*WHAT YOU HAVE TO DO:* Format everything from the start of the data down to the line containing "rough mask: <svg" as a JSON list of strings, one string per line, with blank lines omitted and the pictures left out.

Dataset entries:

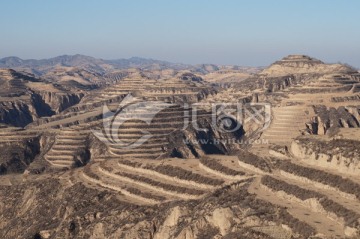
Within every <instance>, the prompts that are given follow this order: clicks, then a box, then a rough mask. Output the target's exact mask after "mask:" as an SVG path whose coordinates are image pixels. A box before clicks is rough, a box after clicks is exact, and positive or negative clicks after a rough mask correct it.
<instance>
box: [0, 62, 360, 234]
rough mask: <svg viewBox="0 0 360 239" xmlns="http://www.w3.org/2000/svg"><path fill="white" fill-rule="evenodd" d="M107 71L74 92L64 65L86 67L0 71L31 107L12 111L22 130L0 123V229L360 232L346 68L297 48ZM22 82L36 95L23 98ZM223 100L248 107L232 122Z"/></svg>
mask: <svg viewBox="0 0 360 239" xmlns="http://www.w3.org/2000/svg"><path fill="white" fill-rule="evenodd" d="M81 59H82V58H81ZM93 63H94V64H95V62H93ZM96 64H97V63H96ZM96 64H95V65H92V67H90V66H87V67H85V68H86V70H85V72H87V73H89V71H90V72H92V71H94V69H95V68H97V67H95V66H96ZM99 64H100V63H99ZM114 64H115V63H114ZM118 64H120V63H118ZM159 64H160V63H159ZM98 66H99V65H98ZM47 67H48V66H47ZM49 67H50V66H49ZM89 67H90V68H89ZM105 68H106V70H105ZM111 69H112V68H111V67H110V68H108V67H105V66H104V65H102V67H101V72H98V74H99V75H97V74H94V75H93V76H95V77H98V78H97V79H93V80H91V81H90V80H89V82H90V83H91V84H93V83H94V82H100V83H99V84H97V83H96V85H97V86H96V87H94V88H91V87H90V88H88V89H87V90H85V89H79V88H78V87H75V86H74V87H70V88H71V89H72V90H73V91H74V92H75V93H74V92H73V94H75V95H77V96H71V95H70V93H71V92H68V91H67V90H68V89H69V88H67V85H66V84H64V82H67V83H68V81H71V79H70V78H68V75H67V74H69V73H71V72H72V70H74V72H73V73H74V74H73V75H71V76H72V77H76V78H77V77H80V78H81V77H85V78H86V77H88V76H89V75H87V73H86V74H85V73H84V72H83V71H82V70H80V71H77V70H75V69H72V70H71V71H68V70H69V69H67V68H66V73H64V72H63V71H59V72H57V74H56V75H55V76H54V78H51V83H50V82H47V81H46V80H44V79H42V78H36V77H33V76H32V77H33V78H31V79H36V80H29V79H27V78H26V76H27V75H26V74H22V73H21V74H20V73H17V72H15V71H9V70H6V71H3V72H4V73H2V77H3V78H4V79H3V78H1V80H2V81H1V82H0V83H2V84H8V85H9V84H10V83H11V82H12V81H13V80H15V81H14V82H15V83H16V82H17V83H18V84H19V86H22V87H20V88H21V89H22V90H23V92H25V93H21V92H20V91H18V90H15V88H16V87H15V88H11V87H13V85H14V84H15V83H14V84H12V83H11V84H12V85H11V84H10V85H11V87H10V88H9V89H14V92H17V93H16V94H18V93H19V92H20V93H21V95H16V96H15V95H6V96H5V95H3V97H2V98H1V100H2V102H12V101H14V102H21V104H22V106H21V107H24V110H18V111H17V112H25V109H28V111H29V112H30V113H27V114H26V116H22V115H21V114H18V115H17V117H13V118H14V121H13V122H12V125H16V124H17V123H16V120H17V119H19V120H21V122H22V124H21V125H20V126H21V127H12V126H11V124H10V125H9V122H8V121H6V120H3V121H2V122H4V123H5V124H2V125H1V127H0V136H1V137H0V148H1V150H2V152H3V153H2V156H1V157H0V159H1V161H0V174H1V179H3V180H1V183H0V212H1V214H0V215H1V216H0V217H1V219H2V220H1V222H0V236H1V238H16V237H19V238H55V237H56V238H158V239H162V238H239V235H240V236H241V238H259V239H260V238H270V239H271V238H272V239H274V238H276V239H278V238H284V239H285V238H358V237H359V235H360V213H359V212H360V201H359V200H360V199H359V198H360V190H359V189H360V178H359V170H360V168H359V160H360V158H359V155H360V154H359V152H358V151H359V150H358V143H359V136H360V134H359V133H360V131H359V130H358V129H359V122H360V119H359V107H360V101H359V99H358V94H359V93H358V90H357V89H358V85H359V84H360V77H359V74H358V73H356V72H354V70H353V69H351V68H349V67H347V66H344V65H339V64H336V65H329V64H325V63H323V62H321V61H318V60H316V59H313V58H310V57H306V56H298V55H291V56H288V57H286V58H284V59H283V60H280V61H278V62H275V63H274V64H273V65H271V66H270V67H269V68H267V69H265V70H263V71H262V72H260V73H259V72H257V71H256V72H251V73H249V77H250V78H249V79H248V80H246V79H243V78H241V77H242V76H243V73H241V72H237V71H236V69H235V68H234V69H231V70H226V69H224V68H221V67H215V66H198V67H197V68H196V67H195V68H193V70H184V69H183V68H181V70H177V69H170V70H169V69H166V68H162V67H160V68H159V69H157V70H156V72H155V70H154V72H152V71H151V70H150V68H149V69H146V70H141V69H126V70H123V69H115V70H114V71H112V70H111ZM151 69H152V68H151ZM194 69H196V70H194ZM52 70H54V68H53V67H52V66H51V67H50V68H49V69H48V70H44V71H46V74H50V75H51V72H52ZM168 70H169V71H168ZM81 72H82V73H84V74H83V75H82V76H80V73H81ZM192 72H197V74H195V73H192ZM75 73H76V74H75ZM82 73H81V74H82ZM208 73H209V75H208V76H206V74H208ZM16 74H20V75H21V76H19V77H17V76H15V75H16ZM46 74H45V75H46ZM71 74H72V73H71ZM89 74H90V73H89ZM201 74H203V77H200V75H201ZM204 74H205V75H204ZM222 74H225V75H222ZM229 74H230V75H229ZM90 75H92V74H90ZM218 75H222V76H218ZM28 77H31V76H30V75H29V76H28ZM214 77H215V78H216V77H223V79H228V80H229V82H227V83H226V84H223V85H222V84H221V83H218V82H216V80H214ZM236 77H240V78H241V79H240V78H239V80H238V81H237V80H236ZM56 78H62V80H60V81H59V85H56V84H54V83H53V81H56ZM19 79H20V80H19ZM203 79H205V80H203ZM101 80H104V81H105V83H102V82H101ZM206 80H209V81H213V84H212V83H209V82H207V81H206ZM8 82H10V83H8ZM83 83H84V84H85V82H83ZM90 83H89V84H90ZM36 87H38V88H39V87H40V89H43V90H42V91H43V92H42V91H41V90H38V91H35V90H33V89H35V88H36ZM18 88H19V87H18ZM18 88H16V89H18ZM45 89H46V90H45ZM28 91H30V92H33V96H32V98H31V99H37V100H38V101H36V102H41V104H40V103H38V104H37V105H33V108H31V104H30V103H29V102H31V101H26V99H25V98H26V94H27V93H28ZM49 92H50V93H49ZM59 95H66V96H67V97H64V98H61V97H60V98H61V99H60V98H58V97H57V96H59ZM14 97H15V98H16V100H15V98H14ZM21 97H23V98H21ZM36 97H38V98H36ZM54 97H55V98H54ZM72 97H75V98H72ZM76 97H77V98H76ZM27 99H29V98H27ZM55 99H56V100H55ZM33 102H35V101H33ZM219 102H220V103H229V104H230V105H232V107H234V105H236V104H240V105H241V106H242V107H243V108H242V110H243V111H242V113H244V115H243V116H248V118H246V117H245V118H244V120H243V121H242V122H237V123H240V124H239V125H240V126H241V127H240V128H239V129H238V130H237V131H236V132H230V131H223V130H221V129H220V128H219V127H218V126H219V125H218V123H219V122H216V123H214V122H213V118H215V119H217V117H220V116H224V115H221V113H218V112H216V113H214V112H213V111H211V110H212V108H211V106H212V104H217V103H219ZM193 103H196V104H193ZM105 105H106V107H104V106H105ZM264 105H266V106H270V109H271V112H270V115H271V116H270V118H271V121H270V124H269V125H267V123H268V122H262V121H261V119H262V118H264V117H266V116H267V115H266V114H268V112H265V113H264V112H261V114H259V115H257V116H256V117H254V118H252V119H251V117H250V116H253V115H251V113H253V114H255V113H256V112H260V111H261V107H262V106H264ZM26 106H27V108H26ZM45 106H46V107H48V108H46V107H45ZM21 107H18V109H20V108H21ZM37 107H38V108H37ZM44 107H45V108H44ZM12 108H16V107H15V106H12ZM40 108H41V109H48V110H49V114H45V113H42V114H41V112H40V111H39V110H37V109H40ZM21 109H22V108H21ZM106 109H108V111H107V110H106ZM1 110H3V111H1ZM195 111H196V116H197V117H196V118H195ZM1 112H5V113H2V114H1V115H0V116H1V117H3V119H5V118H6V117H7V116H6V115H8V114H9V112H12V111H11V107H9V106H8V105H6V107H5V105H3V106H2V108H0V113H1ZM50 112H51V113H50ZM5 116H6V117H5ZM215 116H216V117H215ZM23 117H27V118H26V119H27V120H24V118H23ZM249 117H250V120H249ZM259 121H260V122H259ZM224 122H225V121H224ZM224 122H222V121H221V122H220V123H224ZM226 122H227V123H229V121H226ZM15 123H16V124H15ZM225 126H226V125H225ZM229 127H230V126H229ZM143 137H145V138H144V139H145V140H144V141H141V140H142V139H143ZM147 137H148V138H147ZM1 202H6V203H1ZM44 212H46V213H44ZM14 213H16V215H18V218H17V219H13V217H12V216H13V215H14ZM48 215H52V216H51V218H50V217H49V216H48ZM14 225H16V226H14Z"/></svg>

*SOLUTION TO THIS PROBLEM:*
[
  "Within every <instance>, the prompts that are given follow this order: clicks, then a box, then a rough mask. Output the target's exact mask after \"mask:\" as an SVG path whose coordinates are image pixels. A box before clicks is rough, a box after clicks is exact, and positive or negative clicks after a rough mask correct it.",
  "<instance>",
  "box: [0, 62, 360, 234]",
  "rough mask: <svg viewBox=\"0 0 360 239\" xmlns=\"http://www.w3.org/2000/svg\"><path fill=\"white\" fill-rule=\"evenodd\" d=\"M107 71L74 92L64 65L86 67L0 71L31 107L12 111L22 130L0 123V229L360 232L346 68L297 48ZM22 82L36 95L23 98ZM223 100L248 107L232 122Z\"/></svg>"
]